§ **Set task**
Each line of the material below should be reproduced exactly.

%%

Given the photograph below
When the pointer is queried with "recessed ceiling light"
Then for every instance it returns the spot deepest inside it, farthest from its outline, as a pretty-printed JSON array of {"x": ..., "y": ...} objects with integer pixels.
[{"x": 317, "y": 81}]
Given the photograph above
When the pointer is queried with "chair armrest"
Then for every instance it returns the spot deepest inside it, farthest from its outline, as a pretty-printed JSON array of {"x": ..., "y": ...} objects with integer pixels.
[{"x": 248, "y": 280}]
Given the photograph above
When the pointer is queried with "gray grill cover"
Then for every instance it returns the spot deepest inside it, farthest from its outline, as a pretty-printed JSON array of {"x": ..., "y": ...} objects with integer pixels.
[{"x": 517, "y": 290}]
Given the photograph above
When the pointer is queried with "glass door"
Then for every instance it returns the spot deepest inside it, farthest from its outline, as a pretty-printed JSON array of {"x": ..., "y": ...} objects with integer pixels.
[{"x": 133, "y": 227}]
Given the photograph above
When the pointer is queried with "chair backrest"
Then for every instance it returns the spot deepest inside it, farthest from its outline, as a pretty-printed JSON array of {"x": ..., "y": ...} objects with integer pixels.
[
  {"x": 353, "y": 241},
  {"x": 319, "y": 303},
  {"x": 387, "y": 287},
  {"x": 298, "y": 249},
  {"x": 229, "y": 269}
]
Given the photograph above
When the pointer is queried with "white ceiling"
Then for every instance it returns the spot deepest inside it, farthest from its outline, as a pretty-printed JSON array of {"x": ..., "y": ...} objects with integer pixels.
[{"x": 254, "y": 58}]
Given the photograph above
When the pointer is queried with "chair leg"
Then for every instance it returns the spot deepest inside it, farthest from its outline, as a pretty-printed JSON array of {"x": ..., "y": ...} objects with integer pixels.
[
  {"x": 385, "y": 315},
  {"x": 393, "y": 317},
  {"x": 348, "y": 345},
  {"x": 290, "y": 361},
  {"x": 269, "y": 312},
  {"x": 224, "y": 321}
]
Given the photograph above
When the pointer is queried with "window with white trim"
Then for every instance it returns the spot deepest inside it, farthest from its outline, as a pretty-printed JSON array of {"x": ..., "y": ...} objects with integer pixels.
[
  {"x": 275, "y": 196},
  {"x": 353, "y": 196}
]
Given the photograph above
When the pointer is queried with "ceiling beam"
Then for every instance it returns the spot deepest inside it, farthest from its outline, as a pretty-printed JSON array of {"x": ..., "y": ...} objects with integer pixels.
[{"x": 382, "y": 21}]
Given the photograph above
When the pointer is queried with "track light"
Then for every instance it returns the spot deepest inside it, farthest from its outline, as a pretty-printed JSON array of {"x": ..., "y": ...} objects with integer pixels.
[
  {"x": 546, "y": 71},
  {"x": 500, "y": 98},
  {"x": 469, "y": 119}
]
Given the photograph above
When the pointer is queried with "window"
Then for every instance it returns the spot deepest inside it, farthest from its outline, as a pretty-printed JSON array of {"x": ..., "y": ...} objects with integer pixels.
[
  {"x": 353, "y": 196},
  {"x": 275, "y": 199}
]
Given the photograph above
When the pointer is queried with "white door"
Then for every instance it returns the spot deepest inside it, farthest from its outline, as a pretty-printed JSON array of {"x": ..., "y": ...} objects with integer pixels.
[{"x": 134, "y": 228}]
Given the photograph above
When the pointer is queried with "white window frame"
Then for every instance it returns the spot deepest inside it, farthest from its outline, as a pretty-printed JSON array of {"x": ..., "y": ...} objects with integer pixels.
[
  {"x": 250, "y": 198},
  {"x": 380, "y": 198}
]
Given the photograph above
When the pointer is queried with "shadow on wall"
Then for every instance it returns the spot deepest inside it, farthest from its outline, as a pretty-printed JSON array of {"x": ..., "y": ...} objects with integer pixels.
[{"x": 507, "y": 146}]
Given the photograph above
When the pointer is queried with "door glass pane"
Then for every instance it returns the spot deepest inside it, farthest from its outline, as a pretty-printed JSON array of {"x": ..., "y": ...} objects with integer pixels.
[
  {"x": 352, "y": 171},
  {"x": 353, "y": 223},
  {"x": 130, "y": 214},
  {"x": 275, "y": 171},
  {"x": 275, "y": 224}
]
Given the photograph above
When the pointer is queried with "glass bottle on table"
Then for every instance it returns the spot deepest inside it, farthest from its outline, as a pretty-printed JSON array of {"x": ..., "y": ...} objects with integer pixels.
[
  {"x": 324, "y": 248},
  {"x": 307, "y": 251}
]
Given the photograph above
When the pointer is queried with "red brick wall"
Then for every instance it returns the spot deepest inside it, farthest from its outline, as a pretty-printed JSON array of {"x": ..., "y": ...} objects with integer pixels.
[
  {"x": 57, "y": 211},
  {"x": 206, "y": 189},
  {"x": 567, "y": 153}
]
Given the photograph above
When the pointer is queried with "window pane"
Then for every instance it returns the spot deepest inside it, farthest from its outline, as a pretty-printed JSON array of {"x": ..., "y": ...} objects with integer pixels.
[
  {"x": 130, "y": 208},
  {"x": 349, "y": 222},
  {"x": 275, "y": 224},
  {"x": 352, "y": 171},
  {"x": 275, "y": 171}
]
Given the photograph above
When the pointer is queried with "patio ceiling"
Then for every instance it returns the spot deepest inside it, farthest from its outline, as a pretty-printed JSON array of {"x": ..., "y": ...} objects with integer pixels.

%%

§ **Task output**
Given the photograph below
When the pointer is queried with "recessed ceiling light"
Then for every instance it returns the spot deepest inside it, farthest from its outline, as a pretty-printed JSON array of {"x": ..., "y": ...} objects with integer pixels.
[{"x": 317, "y": 81}]
Given the photograph above
When the pointer is queried with "chair armrest"
Then for every instance it returns the spot deepest inside it, farthest from its outline, as a pretty-printed JSON array of {"x": ..., "y": ...} objects with integer pixels.
[{"x": 248, "y": 280}]
Given the photograph above
When the pointer is queried with "gray grill cover"
Then for every instance it returns the spot deepest inside it, farthest from its outline, as a pretty-printed JSON array of {"x": ..., "y": ...} objects with integer pixels.
[{"x": 517, "y": 290}]
Given the photograph above
When the pointer is queried with "glass door"
Then for every instance it returns the spot deepest inside it, farthest from its outline, as a pretty-printed JSON array of {"x": ..., "y": ...} objects with integer pixels.
[{"x": 133, "y": 227}]
Given the photograph above
When the pointer is queried with "chair backrest"
Then for every instance it returns the spot deepest inside it, farthest from its outline, as a pretty-printed JSON array of {"x": ..., "y": ...} objects with integer pixels.
[
  {"x": 353, "y": 241},
  {"x": 319, "y": 303},
  {"x": 387, "y": 287},
  {"x": 298, "y": 249},
  {"x": 229, "y": 269}
]
Given the photograph above
When the pointer is queried with "white ceiling"
Then for every instance it returns the spot deepest inside it, farthest from its outline, as a pretty-printed JSON array of {"x": ..., "y": ...} objects with integer pixels.
[{"x": 254, "y": 58}]
Given the photograph above
When the pointer is queried with "chair leg"
Then for every instance it returns the spot deepest inside it, farthest from its outline, as a pretty-printed JSON array of {"x": ..., "y": ...} objects with integer pixels.
[
  {"x": 385, "y": 315},
  {"x": 393, "y": 317},
  {"x": 348, "y": 345},
  {"x": 290, "y": 361},
  {"x": 269, "y": 312},
  {"x": 224, "y": 321}
]
Given the photograph above
When the pointer is queried with "window with white trim"
Then for every instance it returns the spot deepest inside it, farthest from its outline, as a pretty-printed JSON array of {"x": ..., "y": ...} objects with integer pixels.
[
  {"x": 275, "y": 196},
  {"x": 353, "y": 196}
]
Given the photograph above
When the pointer is queried with "ceiling beam"
Then for every instance it returns the spot deepest inside it, farthest from its outline, as a pretty-printed JSON array of {"x": ..., "y": ...} objects with integer pixels.
[{"x": 382, "y": 21}]
Given the photograph above
When the pointer is queried with "track light"
Then for every instance it returns the spot deepest inside it, farthest from its outline, as a pretty-printed JSON array of {"x": ..., "y": ...} objects with integer pixels.
[
  {"x": 546, "y": 71},
  {"x": 500, "y": 98},
  {"x": 469, "y": 119}
]
Given the photograph above
When the pointer is queried with "window"
Then for every instance it returns the spot deepest inside it, farthest from its outline, as a pretty-printed JSON array of {"x": ..., "y": ...} objects with integer pixels.
[
  {"x": 353, "y": 196},
  {"x": 275, "y": 199}
]
Given the photograph above
When the pointer is queried with "white door"
Then for every instance it returns the spot deepest inside it, farthest from its outline, as a pretty-printed JSON array of {"x": ..., "y": ...} objects with integer pixels.
[{"x": 134, "y": 228}]
Given the photograph above
When the pointer is queried with "white window frame"
Then for every instance it returns the spot deepest inside it, farthest from its outline, as a pretty-printed JSON array of {"x": ..., "y": ...} objects with integer pixels.
[
  {"x": 250, "y": 198},
  {"x": 380, "y": 198}
]
Given the photograph above
When the pointer is queried with "shadow on wall"
Then for every instance it returns the spot deepest inside it, farthest from its outline, as a pretty-printed JSON array of {"x": ..., "y": ...} objects with integer pixels.
[{"x": 507, "y": 146}]
Given the photograph above
When the pointer is queried with "door glass pane"
Then for every instance it returns the spot deepest inside it, farthest from its outline, as a pretty-printed JSON array of {"x": ..., "y": ...} objects with integer pixels.
[
  {"x": 352, "y": 171},
  {"x": 353, "y": 223},
  {"x": 130, "y": 214},
  {"x": 275, "y": 171},
  {"x": 275, "y": 224}
]
Given the photograph above
When the pointer is queried with "glass bottle on table"
Then for every instance it returns the spot deepest inside it, farthest from its outline, as a pretty-printed JSON array of {"x": ..., "y": ...} objects with integer pixels.
[
  {"x": 324, "y": 248},
  {"x": 307, "y": 251}
]
Given the photograph above
When the pointer is queried with "red brick wall"
Then for every instance it returns the spot deepest inside it, farthest from its outline, as a pretty-printed JSON array of {"x": ..., "y": ...} objects with integer pixels.
[
  {"x": 57, "y": 211},
  {"x": 206, "y": 189},
  {"x": 567, "y": 153}
]
Given the photograph above
When the pointer is queried with "window pane"
Then for every instance it returns the spot deepest inside it, farthest from its outline, as a pretty-printed JSON array of {"x": ..., "y": ...} objects with integer pixels.
[
  {"x": 130, "y": 208},
  {"x": 349, "y": 222},
  {"x": 275, "y": 224},
  {"x": 352, "y": 171},
  {"x": 275, "y": 171}
]
Given the photograph above
When the pointer is queried with "patio ceiling"
Then for every instance it returns the spot deepest inside it, farthest from its outline, as a pretty-printed JSON array of {"x": ..., "y": ...} objects with integer pixels.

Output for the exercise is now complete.